Dataset =

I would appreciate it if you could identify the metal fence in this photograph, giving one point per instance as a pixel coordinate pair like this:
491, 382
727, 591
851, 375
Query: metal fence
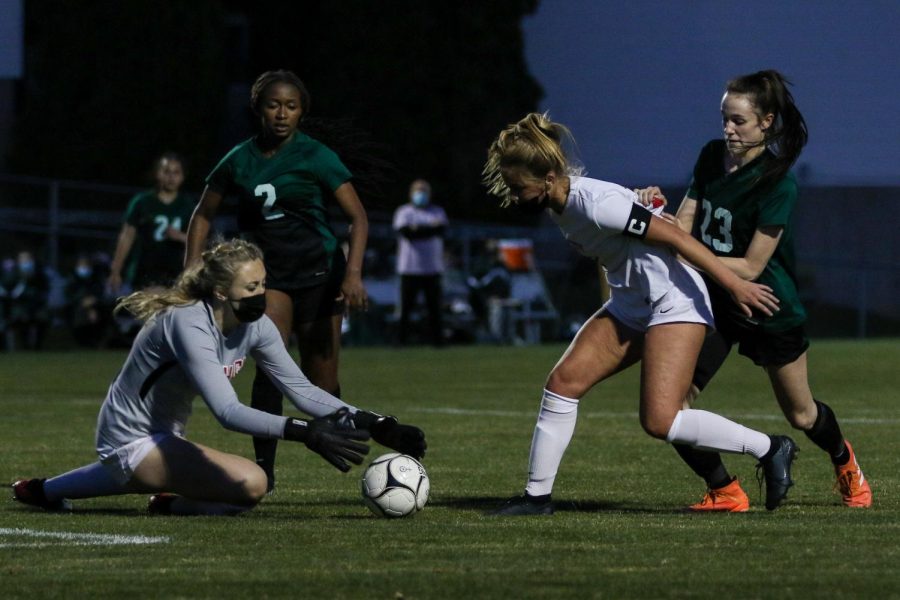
849, 271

Problem =
Can you write out every line of the material above word for word, leaving out the pictures?

Completed exercise =
I would appreciate it if you could identify the metal fence in this photograph, giving one point per instance as a pixel coordinate pair like this:
491, 382
727, 591
851, 375
Query: metal fence
849, 271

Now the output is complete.